▶ **STATED EXERCISE**: Pick out every line in the rows below that contains the word "water" and copy each one. Case counts.

▶ **RECORDS FOR THE TASK**:
┏━━

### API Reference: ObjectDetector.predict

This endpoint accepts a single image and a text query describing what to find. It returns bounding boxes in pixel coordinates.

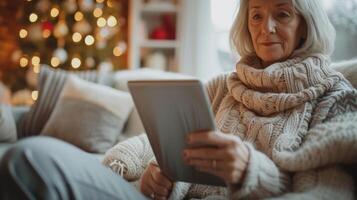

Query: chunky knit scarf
[227,54,357,166]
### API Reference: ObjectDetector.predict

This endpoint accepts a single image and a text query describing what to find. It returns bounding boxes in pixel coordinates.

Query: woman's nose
[263,16,277,34]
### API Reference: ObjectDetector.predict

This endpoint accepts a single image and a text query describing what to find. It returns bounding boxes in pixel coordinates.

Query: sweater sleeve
[228,142,291,199]
[103,134,154,181]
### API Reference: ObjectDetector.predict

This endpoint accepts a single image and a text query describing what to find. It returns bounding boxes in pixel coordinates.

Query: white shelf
[142,3,178,13]
[129,0,183,71]
[140,40,178,49]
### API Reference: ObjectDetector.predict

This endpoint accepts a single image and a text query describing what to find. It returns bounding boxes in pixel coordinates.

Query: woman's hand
[140,163,173,200]
[183,132,249,184]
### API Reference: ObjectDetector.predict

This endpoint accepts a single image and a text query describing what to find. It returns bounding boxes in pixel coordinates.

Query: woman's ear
[299,19,307,41]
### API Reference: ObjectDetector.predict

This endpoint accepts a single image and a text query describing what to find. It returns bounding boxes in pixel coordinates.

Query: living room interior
[0,0,357,198]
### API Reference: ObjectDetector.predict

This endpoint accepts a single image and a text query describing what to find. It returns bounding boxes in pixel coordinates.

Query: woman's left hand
[183,131,249,184]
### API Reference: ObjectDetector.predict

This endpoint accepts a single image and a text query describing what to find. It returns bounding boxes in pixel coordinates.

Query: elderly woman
[0,0,357,199]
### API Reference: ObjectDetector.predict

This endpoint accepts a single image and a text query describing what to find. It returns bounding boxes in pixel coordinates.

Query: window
[211,0,357,71]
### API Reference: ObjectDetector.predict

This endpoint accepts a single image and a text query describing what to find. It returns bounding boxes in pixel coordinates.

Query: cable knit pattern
[104,54,357,199]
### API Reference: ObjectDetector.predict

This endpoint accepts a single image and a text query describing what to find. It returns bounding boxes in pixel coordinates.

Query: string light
[72,32,82,42]
[107,0,113,8]
[107,15,117,27]
[84,35,94,46]
[74,11,83,22]
[93,8,103,18]
[42,29,51,38]
[97,17,107,27]
[51,57,61,67]
[113,47,123,57]
[29,13,38,23]
[31,56,41,66]
[19,29,28,38]
[31,90,38,101]
[20,57,29,67]
[71,58,82,69]
[50,8,59,17]
[33,65,40,74]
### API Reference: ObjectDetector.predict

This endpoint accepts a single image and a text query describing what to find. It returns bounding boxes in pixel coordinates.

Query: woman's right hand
[140,163,173,200]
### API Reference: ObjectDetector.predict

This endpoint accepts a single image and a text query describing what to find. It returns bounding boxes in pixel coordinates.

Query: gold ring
[212,159,217,169]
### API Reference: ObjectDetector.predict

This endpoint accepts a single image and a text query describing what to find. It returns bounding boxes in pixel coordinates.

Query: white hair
[230,0,336,57]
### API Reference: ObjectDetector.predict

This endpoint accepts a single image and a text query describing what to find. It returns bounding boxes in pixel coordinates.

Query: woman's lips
[260,42,280,47]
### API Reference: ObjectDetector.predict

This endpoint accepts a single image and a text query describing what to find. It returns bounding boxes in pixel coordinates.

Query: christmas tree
[14,0,128,89]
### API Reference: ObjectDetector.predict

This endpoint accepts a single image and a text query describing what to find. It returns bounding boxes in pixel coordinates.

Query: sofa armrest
[12,106,30,126]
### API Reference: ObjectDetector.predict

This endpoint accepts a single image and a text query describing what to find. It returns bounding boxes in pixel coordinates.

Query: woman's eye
[252,14,262,21]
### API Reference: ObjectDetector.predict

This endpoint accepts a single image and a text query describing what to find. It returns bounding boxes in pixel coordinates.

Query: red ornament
[150,26,169,40]
[42,21,54,31]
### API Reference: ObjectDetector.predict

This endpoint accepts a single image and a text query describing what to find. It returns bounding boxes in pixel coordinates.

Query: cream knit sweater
[103,55,357,199]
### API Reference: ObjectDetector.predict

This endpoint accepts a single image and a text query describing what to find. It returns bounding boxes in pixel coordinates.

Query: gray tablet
[128,80,225,186]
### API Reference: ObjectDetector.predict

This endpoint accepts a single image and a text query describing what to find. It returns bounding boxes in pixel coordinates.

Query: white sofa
[0,68,193,160]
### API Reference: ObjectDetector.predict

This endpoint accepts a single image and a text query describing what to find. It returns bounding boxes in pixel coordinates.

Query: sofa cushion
[332,59,357,88]
[18,67,110,138]
[0,103,17,142]
[41,76,134,153]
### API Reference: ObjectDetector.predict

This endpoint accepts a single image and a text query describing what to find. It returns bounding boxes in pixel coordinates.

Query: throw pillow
[332,59,357,88]
[18,66,110,138]
[0,104,17,142]
[41,76,134,153]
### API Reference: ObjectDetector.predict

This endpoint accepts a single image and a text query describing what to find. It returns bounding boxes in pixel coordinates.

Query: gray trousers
[0,137,147,200]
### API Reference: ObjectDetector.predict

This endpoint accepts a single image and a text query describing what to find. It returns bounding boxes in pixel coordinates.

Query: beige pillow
[332,59,357,88]
[41,76,134,153]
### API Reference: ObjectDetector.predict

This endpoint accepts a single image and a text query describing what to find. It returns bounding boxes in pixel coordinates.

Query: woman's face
[248,0,306,66]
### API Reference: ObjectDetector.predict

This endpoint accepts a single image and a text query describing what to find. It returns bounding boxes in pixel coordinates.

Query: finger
[183,148,226,160]
[151,166,172,190]
[186,131,239,147]
[150,172,170,197]
[155,196,167,200]
[197,167,243,183]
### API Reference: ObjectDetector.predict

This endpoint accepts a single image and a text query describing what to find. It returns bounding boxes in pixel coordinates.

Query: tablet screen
[128,80,225,186]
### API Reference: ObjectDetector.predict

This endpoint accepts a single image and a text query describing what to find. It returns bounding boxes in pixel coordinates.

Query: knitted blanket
[104,55,357,199]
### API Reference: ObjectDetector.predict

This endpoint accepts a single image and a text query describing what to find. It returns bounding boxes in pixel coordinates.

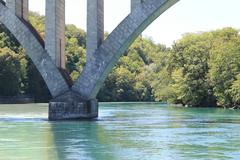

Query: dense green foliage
[0,13,240,107]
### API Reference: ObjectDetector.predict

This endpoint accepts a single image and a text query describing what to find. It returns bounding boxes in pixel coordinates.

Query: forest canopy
[0,13,240,107]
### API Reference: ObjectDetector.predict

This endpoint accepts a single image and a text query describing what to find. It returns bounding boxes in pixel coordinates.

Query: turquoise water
[0,103,240,160]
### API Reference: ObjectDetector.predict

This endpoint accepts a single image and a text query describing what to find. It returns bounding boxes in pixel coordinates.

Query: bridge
[0,0,179,120]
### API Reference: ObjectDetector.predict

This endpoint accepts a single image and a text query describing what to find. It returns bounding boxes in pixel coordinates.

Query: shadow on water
[0,103,240,160]
[51,121,117,160]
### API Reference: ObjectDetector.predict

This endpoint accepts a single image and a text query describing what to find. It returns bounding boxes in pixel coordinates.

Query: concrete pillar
[131,0,143,11]
[6,0,29,20]
[45,0,65,68]
[87,0,104,62]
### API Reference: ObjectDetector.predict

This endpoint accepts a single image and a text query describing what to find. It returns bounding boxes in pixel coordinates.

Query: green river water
[0,103,240,160]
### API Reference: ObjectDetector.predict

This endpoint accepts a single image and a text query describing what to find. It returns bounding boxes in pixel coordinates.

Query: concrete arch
[72,0,179,99]
[0,0,69,97]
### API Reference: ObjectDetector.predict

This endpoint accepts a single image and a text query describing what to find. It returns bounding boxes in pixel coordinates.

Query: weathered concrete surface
[72,0,179,99]
[48,92,98,121]
[45,0,65,68]
[6,0,28,20]
[0,3,69,97]
[87,0,104,63]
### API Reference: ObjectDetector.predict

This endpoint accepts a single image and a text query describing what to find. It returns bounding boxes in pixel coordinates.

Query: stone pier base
[48,99,98,121]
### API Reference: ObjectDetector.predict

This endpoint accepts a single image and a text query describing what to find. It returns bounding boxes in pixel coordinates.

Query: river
[0,103,240,160]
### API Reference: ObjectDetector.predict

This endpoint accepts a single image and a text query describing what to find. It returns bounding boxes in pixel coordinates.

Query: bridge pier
[48,96,98,121]
[0,0,179,120]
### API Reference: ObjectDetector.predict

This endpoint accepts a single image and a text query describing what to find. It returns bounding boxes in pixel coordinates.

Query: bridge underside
[0,0,179,120]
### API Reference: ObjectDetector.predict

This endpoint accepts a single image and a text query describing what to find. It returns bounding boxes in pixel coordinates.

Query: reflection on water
[0,103,240,160]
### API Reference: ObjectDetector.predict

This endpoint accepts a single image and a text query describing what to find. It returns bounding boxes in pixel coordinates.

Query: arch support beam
[0,0,69,97]
[6,0,29,21]
[87,0,104,63]
[72,0,179,99]
[45,0,65,68]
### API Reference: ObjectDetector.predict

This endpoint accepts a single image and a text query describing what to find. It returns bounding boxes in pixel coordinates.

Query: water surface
[0,103,240,160]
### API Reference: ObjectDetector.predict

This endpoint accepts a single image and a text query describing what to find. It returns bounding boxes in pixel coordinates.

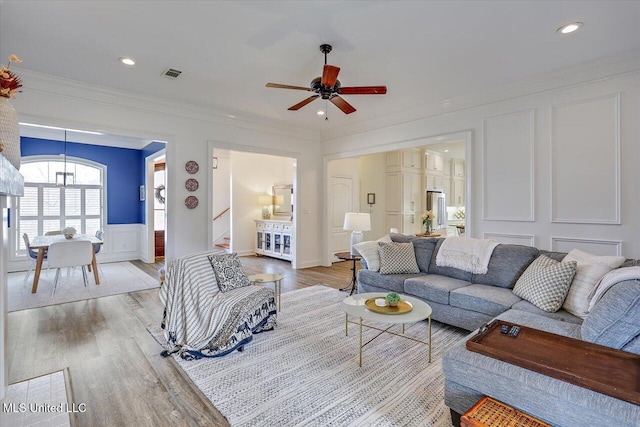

┗━━

▶ **WRITTEN ANSWER**:
Query: turquoise water
Query: shadow on water
Query: green river water
Query: reflection on water
Query: water surface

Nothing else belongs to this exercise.